____ Information provided
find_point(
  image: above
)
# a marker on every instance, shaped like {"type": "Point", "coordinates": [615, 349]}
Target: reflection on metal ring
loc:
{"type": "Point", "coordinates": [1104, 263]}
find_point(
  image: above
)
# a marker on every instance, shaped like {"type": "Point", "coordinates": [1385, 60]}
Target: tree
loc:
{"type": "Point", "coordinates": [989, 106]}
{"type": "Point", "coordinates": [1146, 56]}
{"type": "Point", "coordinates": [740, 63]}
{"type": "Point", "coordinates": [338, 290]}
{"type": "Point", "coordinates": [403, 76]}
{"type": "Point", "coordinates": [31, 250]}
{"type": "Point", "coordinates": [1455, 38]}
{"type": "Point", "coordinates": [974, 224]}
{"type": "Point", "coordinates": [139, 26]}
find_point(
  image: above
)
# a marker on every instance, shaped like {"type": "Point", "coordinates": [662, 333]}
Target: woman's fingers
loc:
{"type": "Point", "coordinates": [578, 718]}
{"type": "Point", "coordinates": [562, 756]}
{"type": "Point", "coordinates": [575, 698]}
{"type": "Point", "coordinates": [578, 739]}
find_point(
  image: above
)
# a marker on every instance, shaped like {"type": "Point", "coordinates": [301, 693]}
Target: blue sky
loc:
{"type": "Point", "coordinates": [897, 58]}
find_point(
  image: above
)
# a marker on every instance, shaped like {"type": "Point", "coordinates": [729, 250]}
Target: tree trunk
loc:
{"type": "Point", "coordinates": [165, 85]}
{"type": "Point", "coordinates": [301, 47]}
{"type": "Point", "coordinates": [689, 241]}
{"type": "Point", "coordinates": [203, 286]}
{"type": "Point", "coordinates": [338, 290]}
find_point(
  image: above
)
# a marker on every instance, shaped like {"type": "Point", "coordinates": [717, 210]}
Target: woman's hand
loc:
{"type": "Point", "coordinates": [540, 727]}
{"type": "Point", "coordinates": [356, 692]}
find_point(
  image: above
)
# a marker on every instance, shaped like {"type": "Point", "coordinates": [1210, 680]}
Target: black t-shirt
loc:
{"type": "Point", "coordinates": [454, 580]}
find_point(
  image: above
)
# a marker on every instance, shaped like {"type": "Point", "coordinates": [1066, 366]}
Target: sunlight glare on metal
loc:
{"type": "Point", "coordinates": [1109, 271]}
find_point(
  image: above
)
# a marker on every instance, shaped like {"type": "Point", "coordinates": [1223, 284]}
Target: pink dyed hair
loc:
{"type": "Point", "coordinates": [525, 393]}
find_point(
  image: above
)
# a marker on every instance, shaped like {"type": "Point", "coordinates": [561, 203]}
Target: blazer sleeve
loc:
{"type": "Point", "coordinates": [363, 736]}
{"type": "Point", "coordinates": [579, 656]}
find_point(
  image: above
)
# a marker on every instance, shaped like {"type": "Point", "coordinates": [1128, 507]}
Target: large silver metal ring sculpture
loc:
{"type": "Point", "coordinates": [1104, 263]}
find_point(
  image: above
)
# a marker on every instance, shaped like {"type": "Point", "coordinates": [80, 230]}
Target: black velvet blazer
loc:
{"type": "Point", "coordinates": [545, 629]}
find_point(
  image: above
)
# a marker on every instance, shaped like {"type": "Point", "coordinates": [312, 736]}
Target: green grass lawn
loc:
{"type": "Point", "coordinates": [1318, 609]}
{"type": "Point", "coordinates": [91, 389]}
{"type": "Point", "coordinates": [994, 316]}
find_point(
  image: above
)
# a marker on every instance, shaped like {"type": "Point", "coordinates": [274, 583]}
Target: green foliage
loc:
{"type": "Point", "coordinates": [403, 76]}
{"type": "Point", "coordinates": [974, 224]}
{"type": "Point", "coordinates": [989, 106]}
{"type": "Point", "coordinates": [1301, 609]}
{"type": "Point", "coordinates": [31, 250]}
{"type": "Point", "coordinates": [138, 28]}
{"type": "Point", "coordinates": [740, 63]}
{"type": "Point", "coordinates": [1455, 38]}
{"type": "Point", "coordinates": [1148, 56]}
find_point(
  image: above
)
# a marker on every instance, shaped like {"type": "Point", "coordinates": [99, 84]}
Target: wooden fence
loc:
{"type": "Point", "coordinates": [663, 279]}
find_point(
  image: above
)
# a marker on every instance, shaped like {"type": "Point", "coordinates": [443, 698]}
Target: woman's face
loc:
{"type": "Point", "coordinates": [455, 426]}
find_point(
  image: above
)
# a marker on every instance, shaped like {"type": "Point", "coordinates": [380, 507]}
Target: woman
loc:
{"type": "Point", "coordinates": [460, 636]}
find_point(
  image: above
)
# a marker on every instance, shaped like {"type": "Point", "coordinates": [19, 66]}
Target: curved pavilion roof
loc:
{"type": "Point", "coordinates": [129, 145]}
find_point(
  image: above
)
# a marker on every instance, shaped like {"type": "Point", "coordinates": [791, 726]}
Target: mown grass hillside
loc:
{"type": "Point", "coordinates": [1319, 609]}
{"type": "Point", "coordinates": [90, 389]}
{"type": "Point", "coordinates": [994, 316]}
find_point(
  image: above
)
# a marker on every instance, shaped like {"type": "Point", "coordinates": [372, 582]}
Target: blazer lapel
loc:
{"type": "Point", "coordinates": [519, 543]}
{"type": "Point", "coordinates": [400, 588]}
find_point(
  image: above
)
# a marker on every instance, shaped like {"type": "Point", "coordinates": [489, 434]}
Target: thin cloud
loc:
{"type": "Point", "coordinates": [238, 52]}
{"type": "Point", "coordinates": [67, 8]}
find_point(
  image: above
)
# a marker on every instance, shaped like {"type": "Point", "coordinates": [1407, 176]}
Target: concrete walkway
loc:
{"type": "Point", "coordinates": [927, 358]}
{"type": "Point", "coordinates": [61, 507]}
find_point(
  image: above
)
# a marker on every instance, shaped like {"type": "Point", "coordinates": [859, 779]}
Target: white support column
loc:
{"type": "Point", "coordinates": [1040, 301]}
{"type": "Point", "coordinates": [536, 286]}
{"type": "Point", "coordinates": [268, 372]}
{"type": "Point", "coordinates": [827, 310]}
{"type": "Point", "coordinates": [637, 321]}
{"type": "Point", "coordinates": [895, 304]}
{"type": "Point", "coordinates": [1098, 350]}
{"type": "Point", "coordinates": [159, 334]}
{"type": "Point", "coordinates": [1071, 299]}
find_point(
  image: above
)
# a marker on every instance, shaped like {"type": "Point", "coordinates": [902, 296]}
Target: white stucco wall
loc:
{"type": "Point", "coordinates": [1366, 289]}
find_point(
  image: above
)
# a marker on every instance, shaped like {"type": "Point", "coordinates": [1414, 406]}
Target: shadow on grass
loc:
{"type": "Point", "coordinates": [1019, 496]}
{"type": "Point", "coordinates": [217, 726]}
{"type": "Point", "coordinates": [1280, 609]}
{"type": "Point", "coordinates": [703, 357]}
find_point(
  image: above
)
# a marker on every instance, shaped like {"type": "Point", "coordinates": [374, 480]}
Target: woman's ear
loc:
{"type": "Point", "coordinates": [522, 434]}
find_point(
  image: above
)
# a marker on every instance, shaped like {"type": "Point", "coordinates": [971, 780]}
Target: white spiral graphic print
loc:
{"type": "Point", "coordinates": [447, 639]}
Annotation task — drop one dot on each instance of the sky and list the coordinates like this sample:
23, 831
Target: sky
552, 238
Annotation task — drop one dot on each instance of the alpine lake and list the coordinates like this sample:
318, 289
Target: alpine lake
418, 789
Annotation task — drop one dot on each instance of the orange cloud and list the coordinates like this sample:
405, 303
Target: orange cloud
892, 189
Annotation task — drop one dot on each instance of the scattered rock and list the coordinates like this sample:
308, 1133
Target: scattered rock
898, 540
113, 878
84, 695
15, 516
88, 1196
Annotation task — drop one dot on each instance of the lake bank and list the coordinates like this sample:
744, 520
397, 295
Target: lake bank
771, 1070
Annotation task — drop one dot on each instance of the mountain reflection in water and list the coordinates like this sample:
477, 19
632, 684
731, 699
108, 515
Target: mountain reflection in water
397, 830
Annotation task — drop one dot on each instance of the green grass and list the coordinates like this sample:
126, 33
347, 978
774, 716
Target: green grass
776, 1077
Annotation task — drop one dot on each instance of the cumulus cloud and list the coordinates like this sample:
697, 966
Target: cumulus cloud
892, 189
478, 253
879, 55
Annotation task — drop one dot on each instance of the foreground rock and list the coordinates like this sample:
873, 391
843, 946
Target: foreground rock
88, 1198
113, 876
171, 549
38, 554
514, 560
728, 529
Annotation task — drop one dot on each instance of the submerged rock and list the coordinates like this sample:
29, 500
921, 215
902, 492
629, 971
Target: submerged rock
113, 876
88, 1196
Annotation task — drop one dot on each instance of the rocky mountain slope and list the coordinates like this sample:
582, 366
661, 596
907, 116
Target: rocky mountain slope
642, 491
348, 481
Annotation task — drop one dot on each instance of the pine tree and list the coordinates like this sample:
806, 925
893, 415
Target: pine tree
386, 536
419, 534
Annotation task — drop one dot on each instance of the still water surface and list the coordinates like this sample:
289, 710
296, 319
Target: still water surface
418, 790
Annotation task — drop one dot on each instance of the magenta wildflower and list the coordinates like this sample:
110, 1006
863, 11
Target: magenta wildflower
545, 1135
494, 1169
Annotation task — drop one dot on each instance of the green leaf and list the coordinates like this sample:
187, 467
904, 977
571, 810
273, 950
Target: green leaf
________
◆ **Work request**: Your answer should be the lines of the records that include the word "metal".

◆ **Output below**:
Target: reflection on metal ring
Target: sunlight glare on metal
Target: large silver metal ring sculpture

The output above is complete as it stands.